§ ENUNCIADO
Cita textualmente las líneas que empiezan en la que contiene "of the price" y siguen hasta la que contiene "[(590, 334)]", ambas incluidas.

§ LÍNEAS DE ENTRADA
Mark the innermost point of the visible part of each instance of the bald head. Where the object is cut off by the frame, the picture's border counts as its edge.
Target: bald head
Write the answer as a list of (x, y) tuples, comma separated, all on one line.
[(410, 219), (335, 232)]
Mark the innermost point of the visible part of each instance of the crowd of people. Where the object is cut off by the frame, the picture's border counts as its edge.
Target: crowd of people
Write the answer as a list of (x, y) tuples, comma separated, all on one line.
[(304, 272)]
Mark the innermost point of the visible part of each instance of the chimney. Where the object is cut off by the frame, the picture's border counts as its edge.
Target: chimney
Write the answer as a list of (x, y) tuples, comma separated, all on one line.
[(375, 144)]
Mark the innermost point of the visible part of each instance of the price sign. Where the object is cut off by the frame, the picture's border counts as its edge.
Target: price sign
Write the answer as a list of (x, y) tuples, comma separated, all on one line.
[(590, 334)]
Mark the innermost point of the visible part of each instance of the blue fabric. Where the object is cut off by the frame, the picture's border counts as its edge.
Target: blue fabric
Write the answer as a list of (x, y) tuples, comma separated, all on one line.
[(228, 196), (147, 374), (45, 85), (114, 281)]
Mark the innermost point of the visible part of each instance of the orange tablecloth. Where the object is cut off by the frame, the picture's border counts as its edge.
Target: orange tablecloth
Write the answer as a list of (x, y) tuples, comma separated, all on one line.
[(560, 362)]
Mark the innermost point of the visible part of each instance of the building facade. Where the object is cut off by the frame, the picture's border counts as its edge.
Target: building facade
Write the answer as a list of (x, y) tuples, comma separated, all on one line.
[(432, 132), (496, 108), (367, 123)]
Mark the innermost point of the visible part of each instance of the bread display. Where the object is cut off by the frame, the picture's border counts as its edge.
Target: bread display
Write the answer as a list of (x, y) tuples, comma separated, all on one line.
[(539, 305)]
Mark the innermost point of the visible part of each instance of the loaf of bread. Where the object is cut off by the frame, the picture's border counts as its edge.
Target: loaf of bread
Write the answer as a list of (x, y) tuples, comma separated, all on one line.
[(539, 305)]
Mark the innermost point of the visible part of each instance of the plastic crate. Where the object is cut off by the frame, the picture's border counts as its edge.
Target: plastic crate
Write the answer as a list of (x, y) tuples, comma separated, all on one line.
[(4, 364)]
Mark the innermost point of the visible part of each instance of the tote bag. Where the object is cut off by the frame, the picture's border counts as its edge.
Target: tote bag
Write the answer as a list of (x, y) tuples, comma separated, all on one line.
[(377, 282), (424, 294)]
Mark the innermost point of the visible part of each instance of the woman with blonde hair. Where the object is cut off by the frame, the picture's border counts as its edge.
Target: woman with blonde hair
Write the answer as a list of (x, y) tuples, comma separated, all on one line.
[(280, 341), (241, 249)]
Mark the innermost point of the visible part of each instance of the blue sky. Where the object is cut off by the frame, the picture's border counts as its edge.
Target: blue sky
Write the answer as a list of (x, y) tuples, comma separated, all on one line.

§ RESPUESTA CORRECTA
Mark the innermost point of the visible part of each instance of the price sign. Where the object is cut off by the frame, the picture's border counts as its edge.
Target: price sign
Write the answer as a list of (x, y) tuples, comma separated, all on one line.
[(590, 334)]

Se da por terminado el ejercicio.